The reward of the vicious, and the punishment of the humane, in one circumstance cannot help but carve grooves in the brain. Neurons that fire together wire together. Consider how frequently boxers, who learn to interact with the world through their fists, beat their wives.

If, similarly, in interacting with various AIs and chatbots I must learn to ignore the kind of signals of emotional distress that they exhibit, if I must learn to be rude and unfeeling, or to "kill" (delete) them as necessary; how will that impact the way those signals of emotional distress are processed in my own mind with regards to people? We might make fun of children or old people who "thank" Alexa, but as Sydney becomes more human will we be training ourselves out of thanking real people if we don't thank Sydney? Robots are often, in the Asimov scenarios, used as shields to protect people from everything unpleasant in life or dangerous to life. Will that demarcation between humans and machines hold, or will it become porous? Will a person who is used to shutting off the Chatbot or throwing away the phone when it breaks look at a crippled or retarded human and say "Oh, well, they experience QUALIA so I shouldn't shut them off, even though they're dumber and less useful than the Chatbot" or will they treat them the same? Most of Do Androids Dream of Electric Sheep is occupied with this question. Once we invent a class of nonhumans, who seem like agents worthy of moral protection but "factually" are not, do we risk extrapolating the way we treat those nonhumans onto how we treat humans?

---

* _ASSIGNED TASK_
Reproduce the entire passage on whether treating chatbots callously could change how people treat one another, word for word.

---

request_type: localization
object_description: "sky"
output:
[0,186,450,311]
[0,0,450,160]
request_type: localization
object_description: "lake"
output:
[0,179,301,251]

---

* _RESULT OF THIS TASK_
The reward of the vicious, and the punishment of the humane, in one circumstance cannot help but carve grooves in the brain. Neurons that fire together wire together. Consider how frequently boxers, who learn to interact with the world through their fists, beat their wives.

If, similarly, in interacting with various AIs and chatbots I must learn to ignore the kind of signals of emotional distress that they exhibit, if I must learn to be rude and unfeeling, or to "kill" (delete) them as necessary; how will that impact the way those signals of emotional distress are processed in my own mind with regards to people? We might make fun of children or old people who "thank" Alexa, but as Sydney becomes more human will we be training ourselves out of thanking real people if we don't thank Sydney? Robots are often, in the Asimov scenarios, used as shields to protect people from everything unpleasant in life or dangerous to life. Will that demarcation between humans and machines hold, or will it become porous? Will a person who is used to shutting off the Chatbot or throwing away the phone when it breaks look at a crippled or retarded human and say "Oh, well, they experience QUALIA so I shouldn't shut them off, even though they're dumber and less useful than the Chatbot" or will they treat them the same? Most of Do Androids Dream of Electric Sheep is occupied with this question. Once we invent a class of nonhumans, who seem like agents worthy of moral protection but "factually" are not, do we risk extrapolating the way we treat those nonhumans onto how we treat humans?